▸ What needs to be done: Below are records to reproduce in full; copy them exactly but keep the pictures out.

▸ Stored data entries:

::::::::::

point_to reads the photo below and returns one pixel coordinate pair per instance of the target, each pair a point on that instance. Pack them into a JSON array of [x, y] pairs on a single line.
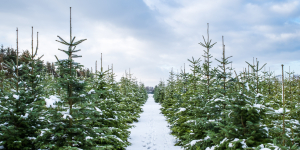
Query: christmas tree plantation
[[63, 106], [218, 108]]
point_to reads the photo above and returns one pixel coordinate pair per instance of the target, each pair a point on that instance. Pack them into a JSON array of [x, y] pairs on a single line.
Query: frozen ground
[[151, 132]]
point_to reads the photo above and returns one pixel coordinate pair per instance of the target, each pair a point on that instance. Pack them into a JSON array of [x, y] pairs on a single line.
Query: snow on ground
[[151, 132]]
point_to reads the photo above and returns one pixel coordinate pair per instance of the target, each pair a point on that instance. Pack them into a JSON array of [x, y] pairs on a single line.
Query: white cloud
[[285, 7]]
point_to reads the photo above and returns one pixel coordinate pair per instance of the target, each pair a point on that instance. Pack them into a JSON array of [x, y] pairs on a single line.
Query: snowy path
[[151, 132]]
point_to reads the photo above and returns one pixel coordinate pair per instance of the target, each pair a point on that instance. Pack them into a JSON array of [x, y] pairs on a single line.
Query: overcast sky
[[152, 36]]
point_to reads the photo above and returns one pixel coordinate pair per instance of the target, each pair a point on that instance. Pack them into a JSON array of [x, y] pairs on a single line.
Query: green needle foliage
[[64, 106], [218, 108]]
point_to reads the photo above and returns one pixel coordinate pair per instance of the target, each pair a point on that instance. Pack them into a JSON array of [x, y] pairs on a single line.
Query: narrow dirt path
[[151, 132]]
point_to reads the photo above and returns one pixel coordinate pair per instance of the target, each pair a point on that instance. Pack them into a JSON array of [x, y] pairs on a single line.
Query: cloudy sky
[[152, 36]]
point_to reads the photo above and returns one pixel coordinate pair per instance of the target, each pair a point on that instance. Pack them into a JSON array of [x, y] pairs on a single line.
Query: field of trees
[[63, 105], [219, 108]]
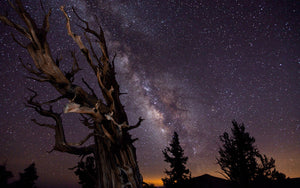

::::::::::

▸ Task response:
point_to reads the photo below and returns one pixel coordinate pair per instance of the target, each pair a point on that instance. Pack them into a JSON array of [x, y] pairs on a single line.
Query: christmas tree plantation
[[63, 106], [218, 108]]
point_to reads the photo above and returns one pixel coordinate pair per instance of the target, each pair a point on that instance. Pack them into a JSON array of [x, y] pairs on a single line.
Query: frozen ground
[[151, 132]]
point_to reads the photo above and returns one pixel coordinate pair per instance of the target, each pair a point on that instance. Pack them into a JSON array of [x, y] pairs on a single line.
Query: snow on ground
[[151, 132]]
point_to reads the photo above and returns one pixel coordinate pair per instance of the target, each pair a point on that instance. Pack them into a JSON array of [x, y] pairs on a single line.
Query: white cloud
[[285, 7]]
point_to reads the photo above and returns one pixel coordinate pair per instance of the target, each pair a point on that instance. Pack them into a JSON array of [x, y] pairs on a single line.
Query: snowy path
[[151, 132]]
point_to reads the photo above and returns one pixel coordinate pair per instance of the target, each pair a point on that instance. Pack them into a JSON array of [x, y] pairs on a single line.
Query: overcast sky
[[152, 36]]
point_to reads the photo above and returns one pixel coordinate pair per instance of the target, each pair a point on that instance. Pack them into a JSON array of [x, y] pairs on a single line.
Query: green needle foliage
[[64, 106], [218, 108]]
point_to reads the photo above and returns one pixel coordinate pair per instance of the target, each pair a point on that instance. Pack them into a JSON array of [x, y] pairs on a single line.
Query: narrow dirt path
[[151, 132]]
point_to reads the photo above and returns one pixel coordinate pair per instance of the target, each pair a point on that instance. Pack them into a JSON array of [x, y] pairs on a single line.
Query: cloudy sky
[[152, 36]]
point_to reads the photo above and returns one pixel coordinate pair per instance of the target, each pair a point on that instance. Pack them into a JSON array of [x, y] pairs on a single line.
Query: field of trees
[[63, 105], [219, 108]]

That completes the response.